> _Exercise details_
Pictures aside, write out every record exactly as it appears.

> _Provided data_
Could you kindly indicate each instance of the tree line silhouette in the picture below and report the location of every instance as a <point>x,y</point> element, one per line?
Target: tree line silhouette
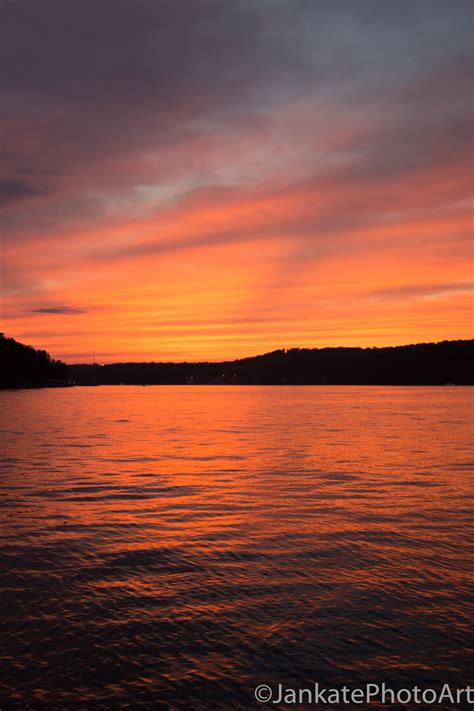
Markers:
<point>421,364</point>
<point>447,362</point>
<point>24,366</point>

> _Exercise response_
Could you kindly indicate each instance of the tree line silhouette in the picture below and report the location of every instance as a <point>x,y</point> element, one per line?
Target: tree line silhouette
Markers:
<point>421,364</point>
<point>447,362</point>
<point>24,366</point>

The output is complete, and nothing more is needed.